*** Opening of INFORMATION ***

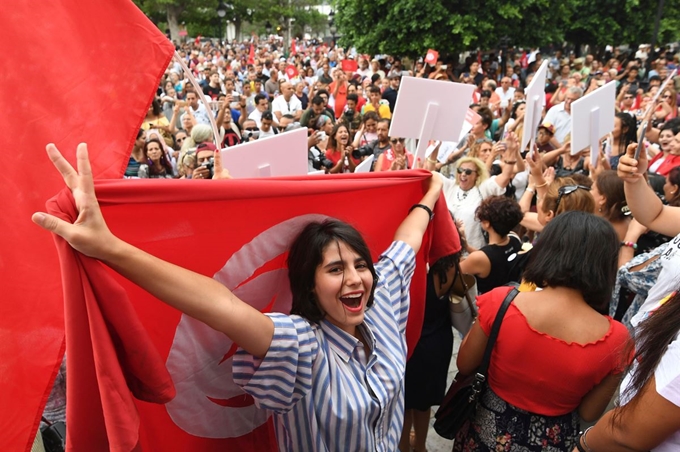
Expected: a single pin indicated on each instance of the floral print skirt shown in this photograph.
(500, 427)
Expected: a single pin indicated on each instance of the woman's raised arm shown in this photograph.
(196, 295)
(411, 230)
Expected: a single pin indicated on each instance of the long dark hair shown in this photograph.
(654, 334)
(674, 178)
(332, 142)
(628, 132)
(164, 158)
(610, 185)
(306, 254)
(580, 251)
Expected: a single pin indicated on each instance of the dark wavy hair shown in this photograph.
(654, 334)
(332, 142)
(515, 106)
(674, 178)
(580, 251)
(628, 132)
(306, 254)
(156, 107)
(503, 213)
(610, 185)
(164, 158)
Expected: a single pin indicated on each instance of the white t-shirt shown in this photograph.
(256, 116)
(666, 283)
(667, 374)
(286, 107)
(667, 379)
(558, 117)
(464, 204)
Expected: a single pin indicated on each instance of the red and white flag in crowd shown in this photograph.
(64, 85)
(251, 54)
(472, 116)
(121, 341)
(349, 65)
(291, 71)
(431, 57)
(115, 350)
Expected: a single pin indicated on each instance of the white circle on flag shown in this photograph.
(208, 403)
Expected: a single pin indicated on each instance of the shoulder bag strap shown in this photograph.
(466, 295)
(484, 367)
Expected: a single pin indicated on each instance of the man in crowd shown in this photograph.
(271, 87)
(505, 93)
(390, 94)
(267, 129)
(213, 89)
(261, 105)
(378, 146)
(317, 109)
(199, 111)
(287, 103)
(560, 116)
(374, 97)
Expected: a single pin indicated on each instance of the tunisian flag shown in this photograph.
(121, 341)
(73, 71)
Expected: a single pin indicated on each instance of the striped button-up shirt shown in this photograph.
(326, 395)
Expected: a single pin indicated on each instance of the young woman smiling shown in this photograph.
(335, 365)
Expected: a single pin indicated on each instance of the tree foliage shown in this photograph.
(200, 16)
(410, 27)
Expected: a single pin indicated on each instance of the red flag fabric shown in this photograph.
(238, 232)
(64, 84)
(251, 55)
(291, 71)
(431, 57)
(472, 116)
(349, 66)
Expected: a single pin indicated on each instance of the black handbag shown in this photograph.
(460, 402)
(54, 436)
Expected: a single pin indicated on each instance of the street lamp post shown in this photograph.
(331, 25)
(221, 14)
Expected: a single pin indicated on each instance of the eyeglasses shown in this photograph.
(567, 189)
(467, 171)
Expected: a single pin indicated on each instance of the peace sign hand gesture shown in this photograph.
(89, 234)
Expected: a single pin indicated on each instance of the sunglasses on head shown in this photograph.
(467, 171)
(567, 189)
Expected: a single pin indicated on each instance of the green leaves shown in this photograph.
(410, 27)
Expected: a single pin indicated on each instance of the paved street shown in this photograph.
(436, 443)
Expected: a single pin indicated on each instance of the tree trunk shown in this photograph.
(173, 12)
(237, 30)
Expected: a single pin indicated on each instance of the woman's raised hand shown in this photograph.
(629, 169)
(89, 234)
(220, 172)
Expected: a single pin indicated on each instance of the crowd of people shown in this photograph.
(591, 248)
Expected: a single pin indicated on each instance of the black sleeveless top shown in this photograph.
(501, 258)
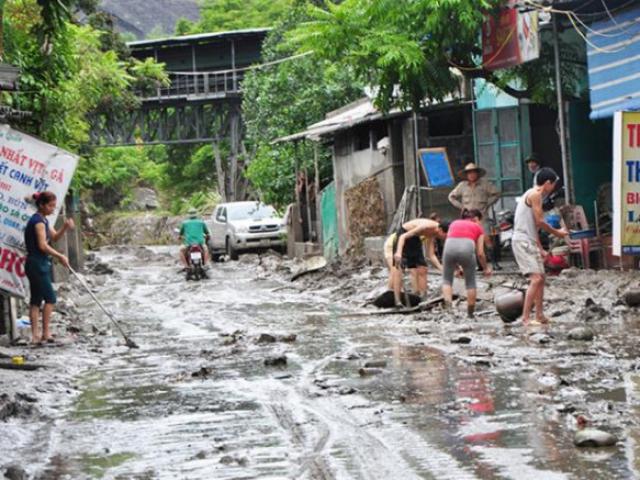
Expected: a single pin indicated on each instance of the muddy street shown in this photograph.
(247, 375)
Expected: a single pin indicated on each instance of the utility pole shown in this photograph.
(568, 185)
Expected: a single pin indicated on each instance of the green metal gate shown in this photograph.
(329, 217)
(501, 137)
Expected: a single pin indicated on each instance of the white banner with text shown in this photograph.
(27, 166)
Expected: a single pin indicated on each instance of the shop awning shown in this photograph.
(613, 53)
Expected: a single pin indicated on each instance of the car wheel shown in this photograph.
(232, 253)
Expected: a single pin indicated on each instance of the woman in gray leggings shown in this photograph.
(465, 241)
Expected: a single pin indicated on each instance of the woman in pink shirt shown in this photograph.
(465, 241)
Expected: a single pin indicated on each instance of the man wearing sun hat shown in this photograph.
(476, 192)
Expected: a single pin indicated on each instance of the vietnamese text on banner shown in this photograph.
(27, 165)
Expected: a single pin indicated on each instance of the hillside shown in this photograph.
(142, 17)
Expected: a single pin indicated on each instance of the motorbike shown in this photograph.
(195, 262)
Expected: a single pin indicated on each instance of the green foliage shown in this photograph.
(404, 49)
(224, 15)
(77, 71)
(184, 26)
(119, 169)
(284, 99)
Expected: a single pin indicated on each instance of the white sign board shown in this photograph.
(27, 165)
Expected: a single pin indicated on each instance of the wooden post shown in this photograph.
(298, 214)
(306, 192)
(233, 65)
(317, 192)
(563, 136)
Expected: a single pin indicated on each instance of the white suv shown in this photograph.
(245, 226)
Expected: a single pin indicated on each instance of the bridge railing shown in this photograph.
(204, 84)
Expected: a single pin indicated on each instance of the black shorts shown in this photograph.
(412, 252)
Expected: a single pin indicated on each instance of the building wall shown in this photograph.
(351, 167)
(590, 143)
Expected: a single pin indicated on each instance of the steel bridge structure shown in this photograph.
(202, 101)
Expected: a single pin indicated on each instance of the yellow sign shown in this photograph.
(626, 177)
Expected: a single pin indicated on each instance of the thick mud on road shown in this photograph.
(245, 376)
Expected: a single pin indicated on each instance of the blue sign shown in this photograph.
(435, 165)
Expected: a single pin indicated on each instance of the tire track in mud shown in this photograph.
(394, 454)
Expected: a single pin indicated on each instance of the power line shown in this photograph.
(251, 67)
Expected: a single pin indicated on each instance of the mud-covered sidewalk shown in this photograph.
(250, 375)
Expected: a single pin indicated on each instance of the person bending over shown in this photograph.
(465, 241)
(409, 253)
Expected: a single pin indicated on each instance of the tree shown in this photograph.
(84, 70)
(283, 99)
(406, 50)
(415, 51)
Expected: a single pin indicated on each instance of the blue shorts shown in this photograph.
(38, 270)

*** Close of INFORMATION ***

__PROBLEM__
Would you transcribe, unchanged, every line of the material from the one containing "tree shown in this photograph." to the very end, including both, and nothing else?

__THE ANSWER__
Expected: a single pin indicated on each instance of the tree shown in this photograph.
(84, 70)
(283, 99)
(406, 50)
(415, 51)
Expected: a single pin indicated on each instance of the blue shorts shown in this photograph.
(38, 270)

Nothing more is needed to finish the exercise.